*** Opening DATA ***

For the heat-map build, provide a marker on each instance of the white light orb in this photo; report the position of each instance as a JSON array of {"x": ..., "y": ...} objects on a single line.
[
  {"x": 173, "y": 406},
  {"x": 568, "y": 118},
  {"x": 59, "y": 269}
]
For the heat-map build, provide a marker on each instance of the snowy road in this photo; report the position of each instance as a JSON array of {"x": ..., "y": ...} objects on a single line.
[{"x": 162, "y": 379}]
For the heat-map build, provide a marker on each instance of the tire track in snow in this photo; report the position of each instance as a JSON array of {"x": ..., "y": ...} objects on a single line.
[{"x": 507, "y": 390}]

*** Closing DATA ***

Leaving out all lines before the one containing "of the snowy", copy that line and the rest through the end of the listing above exactly.

For the heat-map build, provide a marker on each instance of the snowy road in this photo; report the position of each instance as a JSON array of {"x": ..., "y": ...} objects on a single line.
[{"x": 162, "y": 379}]
For the heat-map build, provide a marker on each instance of the tire track in snow in this photo; report the position of each instance as a JSON array of {"x": ..., "y": ...} objects on a single line.
[{"x": 507, "y": 390}]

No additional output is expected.